◆ **TASKS FOR THIS EXERCISE**:
a - Say whether each statement agrees with the blog post on mathematics in spaCy. Answer yes or no, and quote the deciding words of the post for each.
(i) In spaCy, documents are represented as vectors.
(ii) The example code loads the "en_core_web_sm" model.
(iii) The vectors let the model capture semantic meaning.
b - Please answer these questions from the blog post on mathematics in spaCy, marking your answers (i), (ii) and (iii).
(i) Which word is given as an example of a vector representation?
(ii) What is cosine similarity used to compute?
(iii) Which word is passed to nlp to create doc2 in the example code?
c - Continue the blog post on mathematics in spaCy from the point where it stops.

◆ **TEXT EXTRACT**:
Blog Post Archive

🔍 How Mathematics Powers Machine Learning in spaCy

🔢 1. Linear Algebra in spaCy

In spaCy, words, sentences, and documents are represented as vectors in a high-dimensional space. These vectors allow the model to capture semantic meaning and relationships between words.

Vector Representation: Words like "apple" are represented as vectors in ℝⁿ:
v_apple = [0.2, -0.1, 0.4, ..., 0.5]

Cosine Similarity: Used to compute similarity between word vectors:
cos(θ) = (v₁ ⋅ v₂) / (||v₁|| × ||v₂||)
Example:


        import spacy
        nlp = spacy.load("en_core_web_md")
        doc1 = nlp("apple")
        doc2 = nlp("orange")
        print(doc1.similarity(doc2))

◆ **ENTRIES SUPPLIED**:
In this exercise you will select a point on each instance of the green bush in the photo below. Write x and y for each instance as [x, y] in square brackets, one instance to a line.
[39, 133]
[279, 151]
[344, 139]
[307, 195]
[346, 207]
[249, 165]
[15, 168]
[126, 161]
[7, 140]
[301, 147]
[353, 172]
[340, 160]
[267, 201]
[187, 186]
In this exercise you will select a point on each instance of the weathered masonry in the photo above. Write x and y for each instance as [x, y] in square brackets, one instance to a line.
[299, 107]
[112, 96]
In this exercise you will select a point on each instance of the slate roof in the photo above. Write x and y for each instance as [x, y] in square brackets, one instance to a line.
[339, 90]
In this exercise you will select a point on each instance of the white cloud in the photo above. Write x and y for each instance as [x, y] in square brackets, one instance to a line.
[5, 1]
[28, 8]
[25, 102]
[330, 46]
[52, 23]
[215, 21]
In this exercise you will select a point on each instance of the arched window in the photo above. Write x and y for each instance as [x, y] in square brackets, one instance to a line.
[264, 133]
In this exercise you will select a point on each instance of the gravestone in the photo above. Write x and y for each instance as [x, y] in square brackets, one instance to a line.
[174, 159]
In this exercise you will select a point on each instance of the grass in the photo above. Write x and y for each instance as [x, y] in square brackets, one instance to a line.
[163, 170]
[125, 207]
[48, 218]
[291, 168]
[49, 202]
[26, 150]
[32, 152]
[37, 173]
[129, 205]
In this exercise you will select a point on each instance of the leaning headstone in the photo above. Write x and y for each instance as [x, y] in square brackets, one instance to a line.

◆ **SET OF ANSWERS**:
a -
(i) Yes: "words, sentences, and documents are represented as vectors in a high-dimensional space"
(ii) No: nlp = spacy.load("en_core_web_md")
(iii) Yes: "These vectors allow the model to capture semantic meaning and relationships between words."

b -
(i) "apple"
(ii) Similarity between word vectors
(iii) "orange"

c -
Matrix Multiplication: Core operation in neural networks:
h = W ⋅ x + b

🎲 2. Probability & Statistics in spaCy

spaCy uses statistical modeling for tasks like text classification and named entity recognition. Here's how the math fits in:

Softmax Function: Converts raw output to probability distribution:
P(yᵢ) = exp(zᵢ) / Σⱼ exp(zⱼ)
Bayes’ Theorem: Foundation for many classification tasks:
P(Class | Features) = (P(Features | Class) × P(Class)) / P(Features)
Cross-Entropy Loss: Measures the difference between predicted and actual output:
L = -Σ yᵢ log(ŷᵢ)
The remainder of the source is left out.